# Exercise
Could you rewrite the data below, from the line holding "job: give the outline of every instance of the child's" through the end, with "white" replaced by "ivory" and nothing else changed?

# Data for the task
============================================================

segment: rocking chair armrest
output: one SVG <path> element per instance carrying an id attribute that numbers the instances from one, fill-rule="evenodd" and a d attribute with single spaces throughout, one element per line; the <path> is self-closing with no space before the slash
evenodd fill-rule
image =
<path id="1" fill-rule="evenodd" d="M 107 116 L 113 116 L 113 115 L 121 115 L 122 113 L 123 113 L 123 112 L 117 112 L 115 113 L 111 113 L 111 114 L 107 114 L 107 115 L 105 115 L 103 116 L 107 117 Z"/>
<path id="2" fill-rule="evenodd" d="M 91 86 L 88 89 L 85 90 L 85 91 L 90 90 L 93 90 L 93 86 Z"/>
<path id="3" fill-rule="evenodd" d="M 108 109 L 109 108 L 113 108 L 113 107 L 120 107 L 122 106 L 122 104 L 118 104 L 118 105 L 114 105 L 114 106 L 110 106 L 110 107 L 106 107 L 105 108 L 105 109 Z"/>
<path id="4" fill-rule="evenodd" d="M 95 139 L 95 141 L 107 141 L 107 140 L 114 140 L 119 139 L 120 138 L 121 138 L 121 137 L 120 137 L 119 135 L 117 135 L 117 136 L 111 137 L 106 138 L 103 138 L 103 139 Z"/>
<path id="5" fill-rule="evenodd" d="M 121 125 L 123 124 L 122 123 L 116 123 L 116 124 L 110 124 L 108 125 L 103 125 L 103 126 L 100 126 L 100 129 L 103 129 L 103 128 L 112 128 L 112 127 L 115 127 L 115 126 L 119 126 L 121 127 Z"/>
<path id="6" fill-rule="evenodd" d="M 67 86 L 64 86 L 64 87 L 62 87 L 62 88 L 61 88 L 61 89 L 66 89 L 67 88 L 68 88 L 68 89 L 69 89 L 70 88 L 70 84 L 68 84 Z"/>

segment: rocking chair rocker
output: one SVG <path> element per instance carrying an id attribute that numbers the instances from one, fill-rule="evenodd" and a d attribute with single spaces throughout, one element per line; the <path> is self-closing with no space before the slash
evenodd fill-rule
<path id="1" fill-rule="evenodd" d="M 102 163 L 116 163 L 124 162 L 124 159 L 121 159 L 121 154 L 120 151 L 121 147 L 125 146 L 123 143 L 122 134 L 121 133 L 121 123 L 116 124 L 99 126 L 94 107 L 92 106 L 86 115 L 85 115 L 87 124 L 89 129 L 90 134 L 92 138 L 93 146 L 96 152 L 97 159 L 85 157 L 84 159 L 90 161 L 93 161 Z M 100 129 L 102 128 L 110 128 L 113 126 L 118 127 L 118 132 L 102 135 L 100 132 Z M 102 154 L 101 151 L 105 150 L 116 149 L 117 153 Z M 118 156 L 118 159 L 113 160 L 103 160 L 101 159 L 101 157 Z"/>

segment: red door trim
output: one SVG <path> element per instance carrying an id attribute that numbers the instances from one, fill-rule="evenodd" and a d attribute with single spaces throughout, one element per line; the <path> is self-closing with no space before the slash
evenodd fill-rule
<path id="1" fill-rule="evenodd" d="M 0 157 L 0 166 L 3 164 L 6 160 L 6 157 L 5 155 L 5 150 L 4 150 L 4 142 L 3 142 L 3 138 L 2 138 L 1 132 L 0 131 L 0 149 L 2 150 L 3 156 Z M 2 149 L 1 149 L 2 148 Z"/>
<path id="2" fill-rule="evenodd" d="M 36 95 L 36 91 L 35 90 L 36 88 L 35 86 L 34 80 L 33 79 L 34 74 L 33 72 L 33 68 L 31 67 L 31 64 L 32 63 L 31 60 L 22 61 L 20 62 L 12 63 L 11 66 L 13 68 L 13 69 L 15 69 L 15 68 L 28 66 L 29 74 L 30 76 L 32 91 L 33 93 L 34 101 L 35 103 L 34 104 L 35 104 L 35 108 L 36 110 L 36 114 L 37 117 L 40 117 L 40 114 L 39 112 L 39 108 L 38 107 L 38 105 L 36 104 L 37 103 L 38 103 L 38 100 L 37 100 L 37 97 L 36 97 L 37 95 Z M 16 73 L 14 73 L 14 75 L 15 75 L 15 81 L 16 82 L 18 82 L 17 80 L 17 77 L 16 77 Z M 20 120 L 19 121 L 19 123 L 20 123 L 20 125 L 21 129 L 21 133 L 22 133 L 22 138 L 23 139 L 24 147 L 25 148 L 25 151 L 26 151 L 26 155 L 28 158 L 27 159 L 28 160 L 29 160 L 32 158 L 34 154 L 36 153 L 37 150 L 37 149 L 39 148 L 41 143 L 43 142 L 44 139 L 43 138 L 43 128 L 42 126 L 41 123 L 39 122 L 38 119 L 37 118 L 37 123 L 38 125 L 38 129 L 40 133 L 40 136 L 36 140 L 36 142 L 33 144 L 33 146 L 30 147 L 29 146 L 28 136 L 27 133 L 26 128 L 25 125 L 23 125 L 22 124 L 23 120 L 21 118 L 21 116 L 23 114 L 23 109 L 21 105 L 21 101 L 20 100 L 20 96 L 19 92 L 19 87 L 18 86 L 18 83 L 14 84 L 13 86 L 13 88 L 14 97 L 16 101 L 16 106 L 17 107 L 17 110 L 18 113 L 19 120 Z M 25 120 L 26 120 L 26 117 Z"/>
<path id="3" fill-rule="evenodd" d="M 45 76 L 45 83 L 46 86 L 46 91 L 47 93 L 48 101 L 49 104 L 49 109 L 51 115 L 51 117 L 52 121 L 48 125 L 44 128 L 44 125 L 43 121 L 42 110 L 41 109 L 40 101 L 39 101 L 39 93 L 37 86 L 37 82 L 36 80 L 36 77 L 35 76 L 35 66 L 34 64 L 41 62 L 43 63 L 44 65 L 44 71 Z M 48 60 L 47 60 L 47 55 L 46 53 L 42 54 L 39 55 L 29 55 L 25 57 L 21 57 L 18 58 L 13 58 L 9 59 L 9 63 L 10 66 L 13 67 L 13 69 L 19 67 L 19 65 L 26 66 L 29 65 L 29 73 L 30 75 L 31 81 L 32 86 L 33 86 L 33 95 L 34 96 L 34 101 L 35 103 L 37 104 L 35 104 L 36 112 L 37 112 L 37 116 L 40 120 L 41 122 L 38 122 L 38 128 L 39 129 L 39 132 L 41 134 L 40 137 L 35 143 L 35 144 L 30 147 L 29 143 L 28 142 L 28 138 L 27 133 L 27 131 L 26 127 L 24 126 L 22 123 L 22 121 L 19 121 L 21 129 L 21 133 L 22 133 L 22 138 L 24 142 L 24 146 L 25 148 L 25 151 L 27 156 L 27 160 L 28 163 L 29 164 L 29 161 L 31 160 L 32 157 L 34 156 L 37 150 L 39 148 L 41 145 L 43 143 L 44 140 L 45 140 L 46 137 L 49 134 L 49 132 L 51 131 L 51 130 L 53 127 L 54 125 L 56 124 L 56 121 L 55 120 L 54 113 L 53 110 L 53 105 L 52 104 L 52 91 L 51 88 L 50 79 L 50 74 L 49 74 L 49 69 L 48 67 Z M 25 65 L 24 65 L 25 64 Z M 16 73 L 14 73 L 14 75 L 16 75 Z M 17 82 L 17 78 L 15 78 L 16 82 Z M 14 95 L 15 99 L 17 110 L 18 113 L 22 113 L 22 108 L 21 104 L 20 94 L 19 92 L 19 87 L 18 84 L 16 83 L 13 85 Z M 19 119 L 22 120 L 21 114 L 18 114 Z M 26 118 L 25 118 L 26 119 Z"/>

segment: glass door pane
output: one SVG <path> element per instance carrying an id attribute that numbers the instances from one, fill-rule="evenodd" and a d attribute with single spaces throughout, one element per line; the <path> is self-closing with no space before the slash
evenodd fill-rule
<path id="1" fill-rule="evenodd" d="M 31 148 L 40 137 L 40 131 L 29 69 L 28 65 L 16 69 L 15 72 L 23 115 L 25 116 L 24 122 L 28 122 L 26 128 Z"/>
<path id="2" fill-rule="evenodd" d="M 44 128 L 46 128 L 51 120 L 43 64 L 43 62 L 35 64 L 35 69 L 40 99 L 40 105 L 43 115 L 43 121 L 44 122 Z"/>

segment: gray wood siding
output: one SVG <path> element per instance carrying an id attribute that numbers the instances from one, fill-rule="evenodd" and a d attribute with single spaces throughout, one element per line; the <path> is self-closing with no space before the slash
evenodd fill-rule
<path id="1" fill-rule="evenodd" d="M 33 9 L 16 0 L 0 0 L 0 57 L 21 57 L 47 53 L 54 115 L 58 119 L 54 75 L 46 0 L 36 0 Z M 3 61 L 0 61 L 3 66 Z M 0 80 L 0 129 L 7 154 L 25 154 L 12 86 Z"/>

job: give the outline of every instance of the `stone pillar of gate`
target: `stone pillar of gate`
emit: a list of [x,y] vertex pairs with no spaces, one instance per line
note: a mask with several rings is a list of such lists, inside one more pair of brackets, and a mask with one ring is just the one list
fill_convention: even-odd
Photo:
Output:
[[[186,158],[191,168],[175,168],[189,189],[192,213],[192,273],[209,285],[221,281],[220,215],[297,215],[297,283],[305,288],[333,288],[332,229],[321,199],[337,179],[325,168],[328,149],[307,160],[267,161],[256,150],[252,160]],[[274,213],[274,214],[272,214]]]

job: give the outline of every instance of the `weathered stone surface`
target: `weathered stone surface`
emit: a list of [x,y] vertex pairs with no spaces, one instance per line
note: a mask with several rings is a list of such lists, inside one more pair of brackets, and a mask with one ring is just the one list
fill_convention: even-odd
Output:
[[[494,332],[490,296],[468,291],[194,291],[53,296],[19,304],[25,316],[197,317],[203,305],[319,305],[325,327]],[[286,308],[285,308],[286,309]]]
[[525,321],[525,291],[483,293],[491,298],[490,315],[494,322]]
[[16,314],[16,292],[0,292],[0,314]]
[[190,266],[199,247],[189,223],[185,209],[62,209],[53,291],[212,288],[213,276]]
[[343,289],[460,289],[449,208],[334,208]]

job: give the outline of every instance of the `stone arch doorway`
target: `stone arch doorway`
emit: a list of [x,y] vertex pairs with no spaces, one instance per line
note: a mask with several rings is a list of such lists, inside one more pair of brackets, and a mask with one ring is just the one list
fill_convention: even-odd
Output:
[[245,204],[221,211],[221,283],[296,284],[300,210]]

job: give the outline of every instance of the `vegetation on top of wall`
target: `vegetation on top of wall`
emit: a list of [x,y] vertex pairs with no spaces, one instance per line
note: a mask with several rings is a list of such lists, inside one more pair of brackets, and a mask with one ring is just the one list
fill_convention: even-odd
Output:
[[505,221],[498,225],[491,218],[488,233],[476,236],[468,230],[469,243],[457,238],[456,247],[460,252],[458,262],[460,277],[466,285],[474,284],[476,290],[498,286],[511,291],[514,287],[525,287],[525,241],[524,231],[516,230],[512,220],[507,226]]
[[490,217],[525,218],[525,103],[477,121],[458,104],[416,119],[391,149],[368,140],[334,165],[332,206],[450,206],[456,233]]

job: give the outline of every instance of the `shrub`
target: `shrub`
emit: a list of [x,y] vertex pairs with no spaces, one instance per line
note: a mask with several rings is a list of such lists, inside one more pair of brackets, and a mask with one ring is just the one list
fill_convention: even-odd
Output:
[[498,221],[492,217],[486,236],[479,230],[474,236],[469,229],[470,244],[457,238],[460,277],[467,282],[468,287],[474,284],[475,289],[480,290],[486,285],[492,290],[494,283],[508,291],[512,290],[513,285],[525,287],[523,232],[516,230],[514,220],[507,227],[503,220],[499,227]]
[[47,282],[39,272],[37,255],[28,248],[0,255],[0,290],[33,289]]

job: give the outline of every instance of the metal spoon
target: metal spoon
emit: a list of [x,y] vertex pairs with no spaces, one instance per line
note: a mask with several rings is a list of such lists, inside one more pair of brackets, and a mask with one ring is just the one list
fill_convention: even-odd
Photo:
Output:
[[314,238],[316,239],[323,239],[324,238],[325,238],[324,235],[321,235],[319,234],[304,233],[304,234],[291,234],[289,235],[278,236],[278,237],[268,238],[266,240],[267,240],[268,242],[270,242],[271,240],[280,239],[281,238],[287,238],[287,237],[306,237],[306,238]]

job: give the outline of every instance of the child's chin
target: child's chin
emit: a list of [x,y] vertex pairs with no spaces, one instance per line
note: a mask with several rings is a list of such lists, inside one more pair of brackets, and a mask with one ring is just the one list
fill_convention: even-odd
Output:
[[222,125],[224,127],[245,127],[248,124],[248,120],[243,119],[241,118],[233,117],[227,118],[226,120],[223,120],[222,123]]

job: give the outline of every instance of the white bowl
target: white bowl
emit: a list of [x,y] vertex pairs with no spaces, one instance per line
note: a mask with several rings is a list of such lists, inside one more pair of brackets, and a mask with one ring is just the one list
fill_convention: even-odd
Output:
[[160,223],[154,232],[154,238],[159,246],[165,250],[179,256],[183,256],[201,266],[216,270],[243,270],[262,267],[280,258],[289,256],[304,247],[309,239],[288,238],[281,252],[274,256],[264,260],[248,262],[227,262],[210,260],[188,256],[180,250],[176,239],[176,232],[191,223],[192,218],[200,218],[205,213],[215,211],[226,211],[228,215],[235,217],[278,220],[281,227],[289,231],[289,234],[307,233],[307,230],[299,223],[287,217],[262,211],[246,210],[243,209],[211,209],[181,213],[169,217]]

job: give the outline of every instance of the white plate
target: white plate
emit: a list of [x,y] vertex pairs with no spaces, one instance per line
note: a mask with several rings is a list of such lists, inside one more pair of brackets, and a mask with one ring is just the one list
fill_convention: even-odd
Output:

============================================================

# Final answer
job: give the outline of every instance of the child's chin
target: child's chin
emit: a list of [x,y] vertex pairs with no spaces, one instance per line
note: a mask with several rings is a list of such lists, inside one more pair of brackets, and a mask with one ring is just the one list
fill_convention: even-odd
Output:
[[222,125],[224,127],[245,127],[248,124],[248,120],[243,119],[241,118],[233,117],[227,118],[226,120],[223,120],[222,123]]

job: give the outline of every instance of the ivory bowl
target: ivory bowl
emit: a list of [x,y] vertex pairs with no spaces, one instance per line
note: a mask with several rings is a list of such lists, inside one more pair of brackets, and a mask with one ring is just the one list
fill_convention: even-odd
Output:
[[160,223],[154,232],[154,238],[159,246],[165,250],[179,256],[183,256],[201,266],[216,270],[243,270],[262,267],[280,258],[289,256],[304,247],[309,239],[288,238],[281,252],[274,256],[264,260],[248,262],[227,262],[210,260],[188,256],[180,250],[176,239],[176,232],[191,223],[192,218],[200,218],[205,213],[215,211],[226,211],[228,215],[235,217],[278,220],[281,227],[289,231],[289,234],[307,233],[307,230],[299,223],[287,217],[262,211],[246,210],[243,209],[211,209],[181,213],[169,217]]

job: give the outline of every instance of the ivory plate
target: ivory plate
emit: a list of [x,y] vertex pairs with no spaces, one instance per line
note: a mask with several rings is a list of such lists, inside one more pair of brackets, and a mask with one ring is just the one list
fill_convention: even-odd
Output:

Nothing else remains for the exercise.